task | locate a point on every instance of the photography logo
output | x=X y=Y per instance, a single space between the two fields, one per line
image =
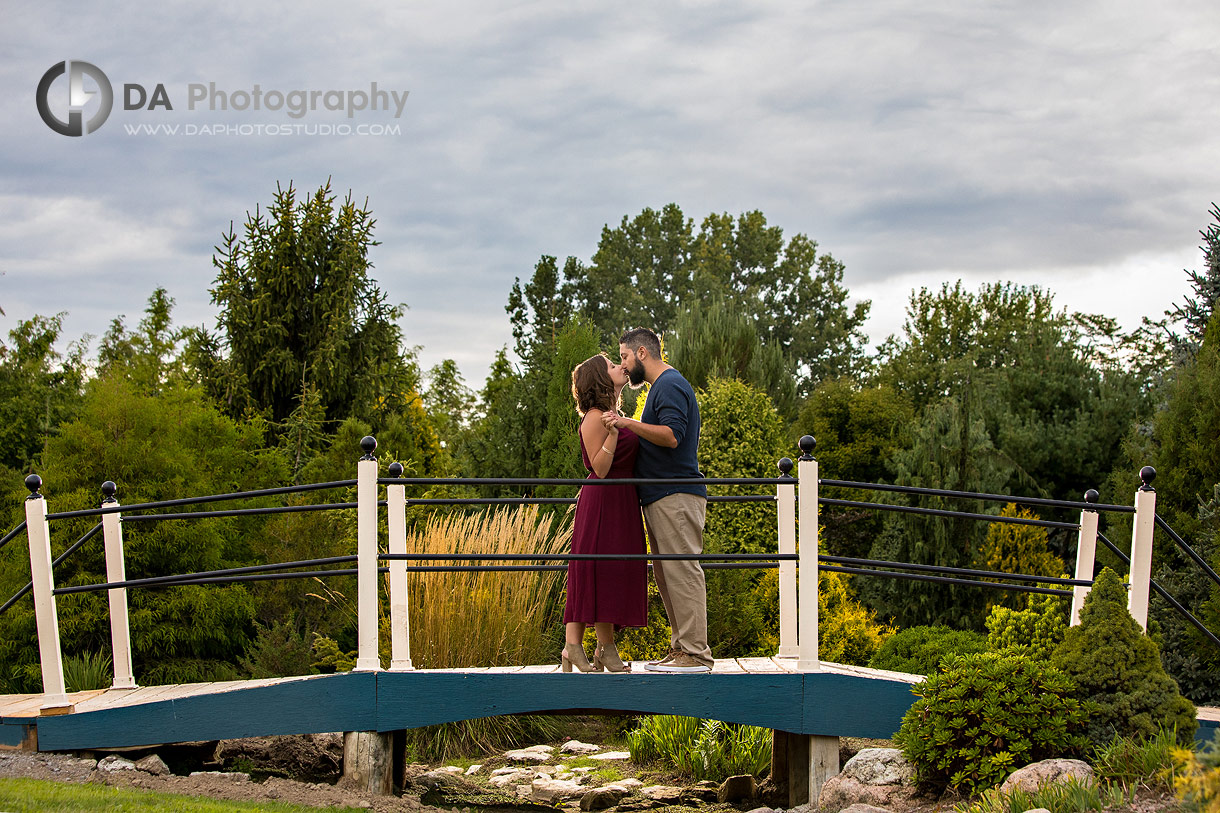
x=77 y=98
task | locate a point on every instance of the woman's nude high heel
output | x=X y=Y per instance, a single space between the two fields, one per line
x=606 y=657
x=574 y=656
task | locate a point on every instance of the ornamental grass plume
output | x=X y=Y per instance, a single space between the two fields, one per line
x=486 y=618
x=1118 y=669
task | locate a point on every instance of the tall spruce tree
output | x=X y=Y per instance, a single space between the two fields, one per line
x=298 y=304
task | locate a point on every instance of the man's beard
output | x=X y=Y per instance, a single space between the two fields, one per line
x=636 y=375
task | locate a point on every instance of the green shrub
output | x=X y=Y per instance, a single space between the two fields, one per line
x=985 y=715
x=87 y=670
x=1068 y=797
x=702 y=748
x=847 y=630
x=1035 y=631
x=277 y=651
x=486 y=735
x=1118 y=669
x=1136 y=761
x=920 y=650
x=1198 y=778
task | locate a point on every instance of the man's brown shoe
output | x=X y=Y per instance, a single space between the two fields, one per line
x=681 y=663
x=669 y=657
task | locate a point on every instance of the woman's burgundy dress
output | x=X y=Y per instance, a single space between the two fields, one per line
x=608 y=520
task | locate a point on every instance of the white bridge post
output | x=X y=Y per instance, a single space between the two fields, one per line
x=50 y=657
x=1086 y=554
x=399 y=617
x=367 y=658
x=1141 y=547
x=807 y=529
x=786 y=507
x=116 y=570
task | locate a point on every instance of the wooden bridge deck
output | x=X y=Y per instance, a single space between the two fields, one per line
x=763 y=691
x=837 y=701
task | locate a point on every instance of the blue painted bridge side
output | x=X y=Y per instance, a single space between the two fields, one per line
x=804 y=703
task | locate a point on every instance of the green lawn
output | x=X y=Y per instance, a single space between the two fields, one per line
x=39 y=796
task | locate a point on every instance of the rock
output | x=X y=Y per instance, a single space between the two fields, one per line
x=505 y=776
x=666 y=794
x=533 y=753
x=1047 y=772
x=114 y=763
x=874 y=776
x=309 y=757
x=599 y=798
x=843 y=791
x=153 y=764
x=736 y=789
x=437 y=779
x=234 y=776
x=549 y=791
x=868 y=808
x=880 y=767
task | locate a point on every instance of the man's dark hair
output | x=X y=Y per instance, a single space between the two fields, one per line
x=638 y=337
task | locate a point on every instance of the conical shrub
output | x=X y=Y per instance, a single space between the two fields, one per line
x=1118 y=668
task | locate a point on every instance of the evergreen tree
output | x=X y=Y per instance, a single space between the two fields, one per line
x=715 y=339
x=858 y=430
x=1047 y=398
x=649 y=270
x=949 y=449
x=39 y=390
x=298 y=303
x=1118 y=668
x=1019 y=549
x=742 y=436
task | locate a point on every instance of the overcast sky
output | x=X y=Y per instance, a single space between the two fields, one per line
x=1069 y=145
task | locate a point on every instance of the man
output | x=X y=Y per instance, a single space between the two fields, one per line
x=669 y=442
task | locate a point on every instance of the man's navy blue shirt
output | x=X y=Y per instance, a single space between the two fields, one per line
x=671 y=403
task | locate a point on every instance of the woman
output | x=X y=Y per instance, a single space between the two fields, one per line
x=604 y=593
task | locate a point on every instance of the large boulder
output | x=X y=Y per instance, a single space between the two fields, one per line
x=600 y=798
x=552 y=791
x=1048 y=772
x=533 y=753
x=880 y=767
x=153 y=764
x=874 y=776
x=576 y=746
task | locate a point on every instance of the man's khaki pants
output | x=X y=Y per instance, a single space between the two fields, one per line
x=675 y=525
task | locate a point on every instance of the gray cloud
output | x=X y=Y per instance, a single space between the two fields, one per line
x=1038 y=142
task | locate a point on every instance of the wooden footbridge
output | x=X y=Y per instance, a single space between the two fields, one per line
x=809 y=703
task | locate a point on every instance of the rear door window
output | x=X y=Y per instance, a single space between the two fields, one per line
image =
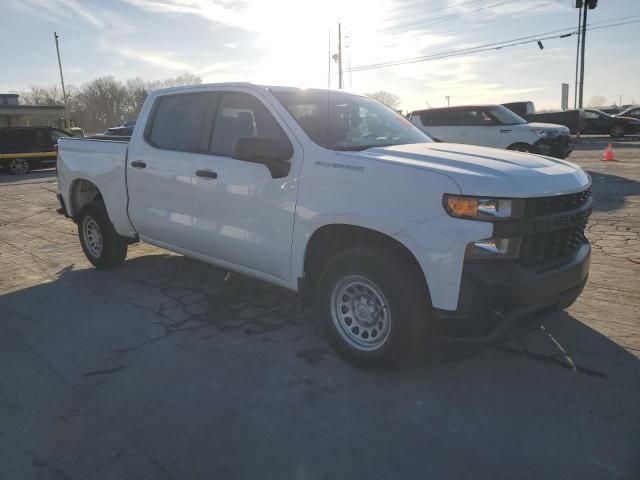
x=178 y=121
x=241 y=115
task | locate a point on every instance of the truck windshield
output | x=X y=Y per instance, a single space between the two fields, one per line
x=341 y=121
x=506 y=116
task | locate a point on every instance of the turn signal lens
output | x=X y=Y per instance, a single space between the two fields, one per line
x=462 y=206
x=483 y=208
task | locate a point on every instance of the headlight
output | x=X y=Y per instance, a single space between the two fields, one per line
x=494 y=248
x=545 y=133
x=481 y=208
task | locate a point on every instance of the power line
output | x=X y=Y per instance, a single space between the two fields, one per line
x=443 y=18
x=562 y=33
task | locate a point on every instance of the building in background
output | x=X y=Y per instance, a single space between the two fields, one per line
x=12 y=114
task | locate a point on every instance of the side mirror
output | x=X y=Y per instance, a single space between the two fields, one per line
x=272 y=152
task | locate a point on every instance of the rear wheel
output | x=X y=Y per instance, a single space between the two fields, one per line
x=373 y=308
x=19 y=166
x=101 y=244
x=617 y=131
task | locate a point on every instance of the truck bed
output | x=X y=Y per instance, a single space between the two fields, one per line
x=102 y=162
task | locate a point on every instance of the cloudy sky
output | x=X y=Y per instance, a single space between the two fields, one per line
x=286 y=42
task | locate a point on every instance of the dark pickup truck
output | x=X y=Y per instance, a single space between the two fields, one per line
x=572 y=119
x=25 y=148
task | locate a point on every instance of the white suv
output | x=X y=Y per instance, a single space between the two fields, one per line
x=493 y=126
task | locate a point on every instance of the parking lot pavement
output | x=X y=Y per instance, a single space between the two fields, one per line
x=167 y=368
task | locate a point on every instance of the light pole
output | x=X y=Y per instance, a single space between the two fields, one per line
x=588 y=5
x=64 y=93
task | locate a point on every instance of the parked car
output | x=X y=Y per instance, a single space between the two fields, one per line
x=596 y=121
x=572 y=119
x=632 y=112
x=26 y=148
x=493 y=126
x=76 y=131
x=393 y=238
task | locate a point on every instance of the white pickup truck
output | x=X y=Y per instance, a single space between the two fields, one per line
x=395 y=239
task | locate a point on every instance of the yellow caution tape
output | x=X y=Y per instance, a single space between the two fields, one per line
x=28 y=155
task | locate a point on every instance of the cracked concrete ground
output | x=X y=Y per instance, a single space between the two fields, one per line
x=167 y=368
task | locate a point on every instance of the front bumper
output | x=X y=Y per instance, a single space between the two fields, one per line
x=498 y=299
x=558 y=147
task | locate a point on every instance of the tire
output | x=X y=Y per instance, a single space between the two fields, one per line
x=101 y=244
x=374 y=308
x=520 y=147
x=19 y=166
x=617 y=131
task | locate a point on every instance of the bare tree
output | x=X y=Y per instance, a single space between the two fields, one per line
x=388 y=98
x=103 y=102
x=597 y=101
x=137 y=92
x=39 y=96
x=180 y=80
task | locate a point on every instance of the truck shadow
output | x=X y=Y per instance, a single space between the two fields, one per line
x=590 y=144
x=610 y=191
x=132 y=342
x=9 y=178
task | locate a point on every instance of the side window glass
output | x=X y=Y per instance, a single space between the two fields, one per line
x=178 y=121
x=241 y=115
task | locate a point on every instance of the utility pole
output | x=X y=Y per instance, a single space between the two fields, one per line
x=584 y=39
x=575 y=85
x=329 y=66
x=64 y=93
x=586 y=5
x=339 y=57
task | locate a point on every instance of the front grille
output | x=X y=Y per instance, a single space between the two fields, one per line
x=547 y=247
x=551 y=247
x=536 y=207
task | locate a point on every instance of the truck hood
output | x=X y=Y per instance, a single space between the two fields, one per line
x=548 y=126
x=486 y=171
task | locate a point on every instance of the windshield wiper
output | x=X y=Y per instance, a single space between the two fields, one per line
x=359 y=148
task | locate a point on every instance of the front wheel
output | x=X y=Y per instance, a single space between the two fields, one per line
x=19 y=166
x=617 y=131
x=101 y=244
x=373 y=307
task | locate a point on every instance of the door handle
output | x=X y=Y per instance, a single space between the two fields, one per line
x=206 y=174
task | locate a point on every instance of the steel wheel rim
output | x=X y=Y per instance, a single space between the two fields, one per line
x=360 y=313
x=19 y=166
x=92 y=236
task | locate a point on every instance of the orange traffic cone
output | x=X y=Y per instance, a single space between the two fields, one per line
x=608 y=154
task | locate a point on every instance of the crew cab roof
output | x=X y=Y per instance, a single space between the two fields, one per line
x=457 y=107
x=253 y=86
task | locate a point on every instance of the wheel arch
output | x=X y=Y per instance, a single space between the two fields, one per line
x=331 y=239
x=81 y=192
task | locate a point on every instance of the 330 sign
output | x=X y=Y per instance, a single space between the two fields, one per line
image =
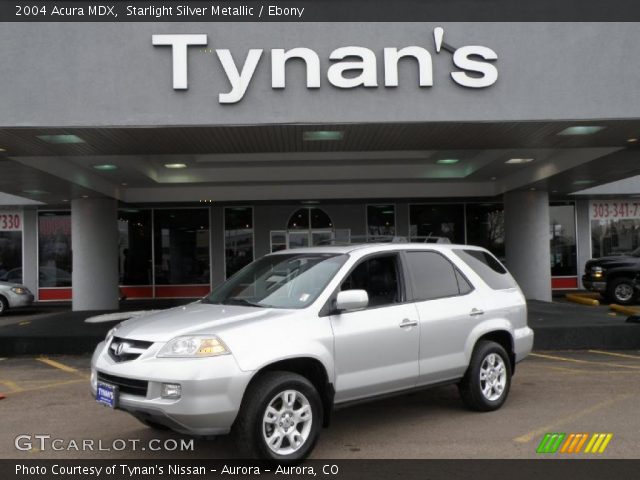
x=10 y=221
x=603 y=210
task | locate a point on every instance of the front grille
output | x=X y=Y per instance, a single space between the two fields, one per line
x=125 y=385
x=124 y=349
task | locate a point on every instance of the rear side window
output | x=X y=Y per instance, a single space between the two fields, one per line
x=488 y=268
x=434 y=276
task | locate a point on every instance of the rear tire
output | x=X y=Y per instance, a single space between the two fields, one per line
x=485 y=385
x=280 y=418
x=4 y=305
x=621 y=291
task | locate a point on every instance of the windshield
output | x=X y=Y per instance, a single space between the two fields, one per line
x=279 y=281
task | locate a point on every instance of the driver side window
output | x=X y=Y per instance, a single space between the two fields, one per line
x=379 y=276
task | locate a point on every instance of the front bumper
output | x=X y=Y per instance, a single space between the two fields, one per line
x=598 y=285
x=212 y=389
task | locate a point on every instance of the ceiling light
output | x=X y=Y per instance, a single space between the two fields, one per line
x=581 y=130
x=61 y=139
x=516 y=161
x=322 y=135
x=105 y=166
x=35 y=192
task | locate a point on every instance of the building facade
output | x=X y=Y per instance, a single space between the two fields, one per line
x=160 y=158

**Your assignment**: Using the entries shown above, reproduce verbatim the lines from the line bearing "task | locate a point on every instance of the door" to the line bearing "task | locate a point on every instance of the orange", inclusive.

**Exercise response**:
task | locate a point on every instance of the door handle
output | x=X y=Y per instance, a single space between the two fields, one per line
x=206 y=174
task | locate a point on every instance of the steel wheel rim
output | x=X y=Y per instance, a single space between the two fields, one per line
x=360 y=313
x=19 y=166
x=92 y=236
task | locate a point on every instance of the orange traffic cone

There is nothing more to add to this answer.